### Problem requirements
For this exercise, write out exactly the lines from the line containing "Point to the smartphone." through the last line of the records, and no other lines.

(Study material Opens)

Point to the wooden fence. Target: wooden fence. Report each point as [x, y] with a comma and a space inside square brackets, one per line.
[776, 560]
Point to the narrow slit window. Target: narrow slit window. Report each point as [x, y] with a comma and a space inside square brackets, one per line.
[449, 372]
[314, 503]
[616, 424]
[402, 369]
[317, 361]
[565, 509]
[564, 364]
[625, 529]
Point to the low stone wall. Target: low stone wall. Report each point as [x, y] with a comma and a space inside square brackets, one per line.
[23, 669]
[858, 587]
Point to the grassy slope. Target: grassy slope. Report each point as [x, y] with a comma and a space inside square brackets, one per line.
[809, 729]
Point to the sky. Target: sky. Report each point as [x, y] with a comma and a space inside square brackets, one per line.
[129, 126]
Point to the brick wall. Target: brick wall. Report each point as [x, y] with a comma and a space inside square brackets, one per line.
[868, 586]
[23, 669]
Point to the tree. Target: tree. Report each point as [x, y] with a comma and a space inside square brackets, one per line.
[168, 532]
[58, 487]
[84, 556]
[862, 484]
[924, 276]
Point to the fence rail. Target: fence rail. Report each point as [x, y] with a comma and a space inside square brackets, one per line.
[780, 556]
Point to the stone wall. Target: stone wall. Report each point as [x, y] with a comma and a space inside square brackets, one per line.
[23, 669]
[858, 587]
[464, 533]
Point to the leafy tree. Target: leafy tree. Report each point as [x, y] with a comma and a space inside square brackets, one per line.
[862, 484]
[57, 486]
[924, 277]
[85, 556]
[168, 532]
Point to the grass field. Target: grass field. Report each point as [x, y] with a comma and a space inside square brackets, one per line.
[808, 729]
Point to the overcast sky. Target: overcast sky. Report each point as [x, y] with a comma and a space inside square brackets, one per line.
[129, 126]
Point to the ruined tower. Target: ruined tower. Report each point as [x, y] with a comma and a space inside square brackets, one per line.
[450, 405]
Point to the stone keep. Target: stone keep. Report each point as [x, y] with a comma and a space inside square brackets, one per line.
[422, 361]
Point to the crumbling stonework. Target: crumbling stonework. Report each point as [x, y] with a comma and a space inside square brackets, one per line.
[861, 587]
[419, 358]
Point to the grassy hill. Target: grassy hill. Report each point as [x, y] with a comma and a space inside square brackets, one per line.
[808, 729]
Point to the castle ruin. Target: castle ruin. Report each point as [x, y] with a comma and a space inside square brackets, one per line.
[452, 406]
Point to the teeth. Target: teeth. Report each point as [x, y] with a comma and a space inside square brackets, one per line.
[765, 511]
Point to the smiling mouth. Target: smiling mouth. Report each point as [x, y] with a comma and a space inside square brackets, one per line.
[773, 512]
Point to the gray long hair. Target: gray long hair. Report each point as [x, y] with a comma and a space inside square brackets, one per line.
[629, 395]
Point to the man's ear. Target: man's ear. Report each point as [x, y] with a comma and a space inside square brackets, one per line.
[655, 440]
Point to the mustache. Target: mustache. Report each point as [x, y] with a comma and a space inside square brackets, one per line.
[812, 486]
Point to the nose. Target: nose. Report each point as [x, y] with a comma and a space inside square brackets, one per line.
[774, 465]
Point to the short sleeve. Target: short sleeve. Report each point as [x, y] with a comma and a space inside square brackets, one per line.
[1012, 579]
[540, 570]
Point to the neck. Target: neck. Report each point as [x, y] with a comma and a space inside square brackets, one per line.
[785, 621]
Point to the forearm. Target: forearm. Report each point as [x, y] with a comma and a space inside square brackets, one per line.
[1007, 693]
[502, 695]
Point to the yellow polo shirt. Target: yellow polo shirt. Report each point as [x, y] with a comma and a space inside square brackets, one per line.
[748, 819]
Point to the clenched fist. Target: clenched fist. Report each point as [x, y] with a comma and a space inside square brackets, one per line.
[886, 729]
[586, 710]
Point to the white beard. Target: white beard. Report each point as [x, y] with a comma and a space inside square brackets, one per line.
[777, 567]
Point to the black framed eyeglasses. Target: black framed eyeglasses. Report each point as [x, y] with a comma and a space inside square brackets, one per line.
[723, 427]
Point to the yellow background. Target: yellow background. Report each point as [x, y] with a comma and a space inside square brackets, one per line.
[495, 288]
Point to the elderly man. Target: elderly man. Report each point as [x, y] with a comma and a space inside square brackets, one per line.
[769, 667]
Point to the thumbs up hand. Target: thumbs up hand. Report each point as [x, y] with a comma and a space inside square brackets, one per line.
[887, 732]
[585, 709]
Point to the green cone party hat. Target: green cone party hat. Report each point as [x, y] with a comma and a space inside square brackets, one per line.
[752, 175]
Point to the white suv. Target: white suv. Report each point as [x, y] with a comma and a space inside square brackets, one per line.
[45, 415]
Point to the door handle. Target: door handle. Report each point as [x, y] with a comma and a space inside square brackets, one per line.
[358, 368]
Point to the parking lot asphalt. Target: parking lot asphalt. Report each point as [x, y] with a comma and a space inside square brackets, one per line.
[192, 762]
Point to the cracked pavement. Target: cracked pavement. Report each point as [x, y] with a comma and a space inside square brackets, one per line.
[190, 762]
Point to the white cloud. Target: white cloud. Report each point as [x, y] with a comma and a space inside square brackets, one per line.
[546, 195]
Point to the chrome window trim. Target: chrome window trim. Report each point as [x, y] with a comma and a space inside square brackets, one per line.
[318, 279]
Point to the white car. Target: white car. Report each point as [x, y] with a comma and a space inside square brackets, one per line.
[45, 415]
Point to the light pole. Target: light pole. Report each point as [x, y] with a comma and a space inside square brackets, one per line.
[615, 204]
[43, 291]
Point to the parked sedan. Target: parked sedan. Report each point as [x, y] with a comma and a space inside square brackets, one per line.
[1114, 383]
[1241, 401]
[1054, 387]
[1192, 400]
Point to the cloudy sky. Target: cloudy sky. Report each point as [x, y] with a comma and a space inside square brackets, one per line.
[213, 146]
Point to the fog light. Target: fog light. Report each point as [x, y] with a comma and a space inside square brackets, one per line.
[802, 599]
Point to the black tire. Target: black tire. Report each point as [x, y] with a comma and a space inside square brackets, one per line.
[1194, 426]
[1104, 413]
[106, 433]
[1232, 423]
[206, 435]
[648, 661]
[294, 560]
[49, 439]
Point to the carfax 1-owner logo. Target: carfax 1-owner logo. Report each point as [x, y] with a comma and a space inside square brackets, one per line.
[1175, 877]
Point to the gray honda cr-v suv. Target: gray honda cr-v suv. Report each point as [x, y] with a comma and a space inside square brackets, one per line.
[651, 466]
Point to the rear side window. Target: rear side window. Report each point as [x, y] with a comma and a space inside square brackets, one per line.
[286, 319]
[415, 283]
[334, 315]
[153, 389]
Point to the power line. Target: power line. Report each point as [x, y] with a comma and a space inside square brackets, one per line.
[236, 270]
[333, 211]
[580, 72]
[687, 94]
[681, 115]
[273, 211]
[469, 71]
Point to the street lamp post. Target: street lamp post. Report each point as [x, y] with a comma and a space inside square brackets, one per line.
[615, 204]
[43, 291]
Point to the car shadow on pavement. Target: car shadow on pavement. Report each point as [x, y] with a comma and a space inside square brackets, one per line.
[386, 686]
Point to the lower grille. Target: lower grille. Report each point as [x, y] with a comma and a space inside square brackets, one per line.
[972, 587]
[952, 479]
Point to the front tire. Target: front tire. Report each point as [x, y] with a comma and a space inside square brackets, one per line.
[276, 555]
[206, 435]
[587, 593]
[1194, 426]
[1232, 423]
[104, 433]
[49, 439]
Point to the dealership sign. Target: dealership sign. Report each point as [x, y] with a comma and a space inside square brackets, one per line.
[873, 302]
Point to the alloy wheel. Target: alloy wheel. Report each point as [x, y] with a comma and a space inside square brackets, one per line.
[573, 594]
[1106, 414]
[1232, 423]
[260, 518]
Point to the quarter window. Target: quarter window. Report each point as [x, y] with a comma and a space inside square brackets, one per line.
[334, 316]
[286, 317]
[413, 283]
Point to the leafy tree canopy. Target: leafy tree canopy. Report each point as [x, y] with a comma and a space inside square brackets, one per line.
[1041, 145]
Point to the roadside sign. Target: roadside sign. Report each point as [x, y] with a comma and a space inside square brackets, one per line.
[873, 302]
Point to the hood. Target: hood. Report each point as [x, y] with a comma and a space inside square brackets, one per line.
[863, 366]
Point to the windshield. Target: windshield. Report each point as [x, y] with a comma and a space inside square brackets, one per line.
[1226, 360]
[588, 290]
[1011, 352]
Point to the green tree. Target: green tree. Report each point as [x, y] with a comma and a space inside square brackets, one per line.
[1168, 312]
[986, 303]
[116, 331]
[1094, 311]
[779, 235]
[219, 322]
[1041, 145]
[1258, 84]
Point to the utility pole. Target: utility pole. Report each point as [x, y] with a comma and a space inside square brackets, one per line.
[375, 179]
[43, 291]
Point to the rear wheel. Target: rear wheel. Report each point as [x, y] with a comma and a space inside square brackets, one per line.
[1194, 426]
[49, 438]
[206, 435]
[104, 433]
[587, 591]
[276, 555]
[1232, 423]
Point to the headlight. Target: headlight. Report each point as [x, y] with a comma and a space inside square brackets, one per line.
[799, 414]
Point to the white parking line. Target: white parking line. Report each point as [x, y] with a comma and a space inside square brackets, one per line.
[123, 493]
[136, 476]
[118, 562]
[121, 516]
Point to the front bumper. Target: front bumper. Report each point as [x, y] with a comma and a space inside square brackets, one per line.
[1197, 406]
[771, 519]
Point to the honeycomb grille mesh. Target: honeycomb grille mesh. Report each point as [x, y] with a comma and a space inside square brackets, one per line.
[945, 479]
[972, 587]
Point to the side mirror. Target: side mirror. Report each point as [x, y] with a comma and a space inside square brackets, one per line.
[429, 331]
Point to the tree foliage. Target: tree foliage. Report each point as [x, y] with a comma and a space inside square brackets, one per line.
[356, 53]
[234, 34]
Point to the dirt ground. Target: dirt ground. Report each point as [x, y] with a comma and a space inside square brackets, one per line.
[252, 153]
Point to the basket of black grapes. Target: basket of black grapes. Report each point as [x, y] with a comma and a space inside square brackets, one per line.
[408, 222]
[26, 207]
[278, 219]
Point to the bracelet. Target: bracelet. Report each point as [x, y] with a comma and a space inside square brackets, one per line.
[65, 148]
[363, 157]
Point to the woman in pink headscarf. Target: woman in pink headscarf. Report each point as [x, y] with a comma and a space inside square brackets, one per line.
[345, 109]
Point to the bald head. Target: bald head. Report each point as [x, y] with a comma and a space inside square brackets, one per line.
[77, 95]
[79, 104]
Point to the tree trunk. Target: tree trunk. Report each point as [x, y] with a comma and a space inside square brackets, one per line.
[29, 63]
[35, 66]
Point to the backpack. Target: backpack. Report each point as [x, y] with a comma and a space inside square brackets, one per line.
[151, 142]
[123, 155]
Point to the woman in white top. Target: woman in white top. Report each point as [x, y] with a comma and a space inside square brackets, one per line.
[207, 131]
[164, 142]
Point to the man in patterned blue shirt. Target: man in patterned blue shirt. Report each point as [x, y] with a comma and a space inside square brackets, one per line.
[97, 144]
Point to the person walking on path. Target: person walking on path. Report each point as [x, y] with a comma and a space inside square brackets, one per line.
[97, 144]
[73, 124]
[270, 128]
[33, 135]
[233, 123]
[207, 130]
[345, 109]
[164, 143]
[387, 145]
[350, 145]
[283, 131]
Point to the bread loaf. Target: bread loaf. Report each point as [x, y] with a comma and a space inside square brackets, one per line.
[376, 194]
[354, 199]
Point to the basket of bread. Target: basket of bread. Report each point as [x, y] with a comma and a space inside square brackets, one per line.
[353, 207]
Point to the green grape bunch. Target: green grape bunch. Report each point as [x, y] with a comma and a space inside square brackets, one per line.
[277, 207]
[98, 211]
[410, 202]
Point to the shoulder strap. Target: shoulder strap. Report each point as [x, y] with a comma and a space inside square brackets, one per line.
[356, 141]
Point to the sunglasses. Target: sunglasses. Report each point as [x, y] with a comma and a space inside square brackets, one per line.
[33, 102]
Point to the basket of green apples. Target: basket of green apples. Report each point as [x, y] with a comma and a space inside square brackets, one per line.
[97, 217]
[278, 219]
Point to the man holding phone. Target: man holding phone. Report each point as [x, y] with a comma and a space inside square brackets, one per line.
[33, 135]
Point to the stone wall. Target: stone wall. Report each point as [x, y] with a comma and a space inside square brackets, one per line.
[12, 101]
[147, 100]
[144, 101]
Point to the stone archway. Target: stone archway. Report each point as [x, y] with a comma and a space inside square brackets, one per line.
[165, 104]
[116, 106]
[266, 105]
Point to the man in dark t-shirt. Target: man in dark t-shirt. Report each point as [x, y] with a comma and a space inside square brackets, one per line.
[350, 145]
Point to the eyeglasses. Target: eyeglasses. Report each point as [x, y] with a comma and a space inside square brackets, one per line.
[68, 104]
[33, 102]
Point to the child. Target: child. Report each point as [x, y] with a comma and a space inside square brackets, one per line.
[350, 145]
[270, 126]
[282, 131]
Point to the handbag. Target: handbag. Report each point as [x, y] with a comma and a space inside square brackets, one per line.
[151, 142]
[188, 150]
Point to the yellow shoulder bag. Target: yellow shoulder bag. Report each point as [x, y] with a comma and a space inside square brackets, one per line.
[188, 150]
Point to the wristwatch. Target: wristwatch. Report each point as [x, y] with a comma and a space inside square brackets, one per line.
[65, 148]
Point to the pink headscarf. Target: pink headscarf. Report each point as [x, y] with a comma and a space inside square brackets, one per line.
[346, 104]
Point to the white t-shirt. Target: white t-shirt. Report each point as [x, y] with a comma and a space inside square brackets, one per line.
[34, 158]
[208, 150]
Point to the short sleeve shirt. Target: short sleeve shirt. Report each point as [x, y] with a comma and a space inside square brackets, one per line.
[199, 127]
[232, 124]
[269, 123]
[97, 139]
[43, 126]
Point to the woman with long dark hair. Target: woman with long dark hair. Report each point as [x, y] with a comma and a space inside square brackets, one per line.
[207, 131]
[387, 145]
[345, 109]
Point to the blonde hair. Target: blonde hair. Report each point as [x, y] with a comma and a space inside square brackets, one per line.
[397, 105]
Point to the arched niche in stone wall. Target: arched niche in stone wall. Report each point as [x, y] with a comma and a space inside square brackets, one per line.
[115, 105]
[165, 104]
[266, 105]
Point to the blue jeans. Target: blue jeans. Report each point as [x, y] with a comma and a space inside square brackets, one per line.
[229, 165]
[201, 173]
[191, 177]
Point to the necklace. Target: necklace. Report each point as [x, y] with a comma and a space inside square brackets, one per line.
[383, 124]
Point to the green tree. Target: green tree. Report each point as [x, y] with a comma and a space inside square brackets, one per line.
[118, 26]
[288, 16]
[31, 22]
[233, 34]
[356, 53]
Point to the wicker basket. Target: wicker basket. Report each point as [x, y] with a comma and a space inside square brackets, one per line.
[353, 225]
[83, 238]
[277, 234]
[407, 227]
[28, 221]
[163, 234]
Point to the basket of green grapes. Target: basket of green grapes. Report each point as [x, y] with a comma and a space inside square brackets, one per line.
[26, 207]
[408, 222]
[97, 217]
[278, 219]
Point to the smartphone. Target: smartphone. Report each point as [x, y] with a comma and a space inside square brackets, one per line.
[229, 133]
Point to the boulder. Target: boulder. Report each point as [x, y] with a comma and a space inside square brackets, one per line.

(Study material Closes)

### Result of this exercise
Point to the smartphone. Target: smartphone. Report each point as [x, y] with a comma and a space inside square brackets, one per line.
[229, 133]
Point to the boulder. Target: boulder. Report each point as [x, y] with a comma and a space inside square brackets, one per line.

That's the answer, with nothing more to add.